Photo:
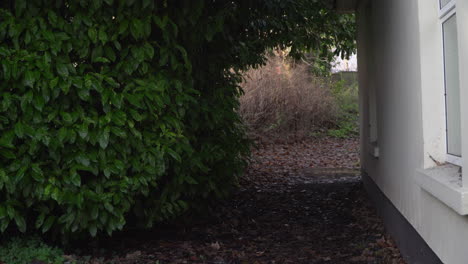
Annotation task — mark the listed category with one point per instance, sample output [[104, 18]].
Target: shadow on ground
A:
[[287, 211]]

☆ ☆ ☆ ☆

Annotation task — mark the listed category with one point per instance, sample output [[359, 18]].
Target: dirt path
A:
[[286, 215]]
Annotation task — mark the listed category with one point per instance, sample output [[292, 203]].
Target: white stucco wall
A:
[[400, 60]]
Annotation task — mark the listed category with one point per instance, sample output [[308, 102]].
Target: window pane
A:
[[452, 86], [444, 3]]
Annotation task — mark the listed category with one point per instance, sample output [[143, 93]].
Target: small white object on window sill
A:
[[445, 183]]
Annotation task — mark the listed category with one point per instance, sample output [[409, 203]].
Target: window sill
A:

☆ ☆ ☆ ☆

Gather every line in the records above that contains the word "task" and copy each one out. Match case exactly.

Annotation task — mark the listed category with one point per instance, sample output [[104, 18]].
Annotation task — mark the listed category with one point per instance, sample output [[359, 18]].
Annotation task — mark the listed category with one point per instance, sample output [[292, 203]].
Annotation task — mark the listed category with one point per instance, sample output [[308, 102]].
Annotation task — mark the listed category with one point per instance, sample output [[143, 93]].
Annotation task — mark the listed category with one point per instance, sample output [[409, 203]].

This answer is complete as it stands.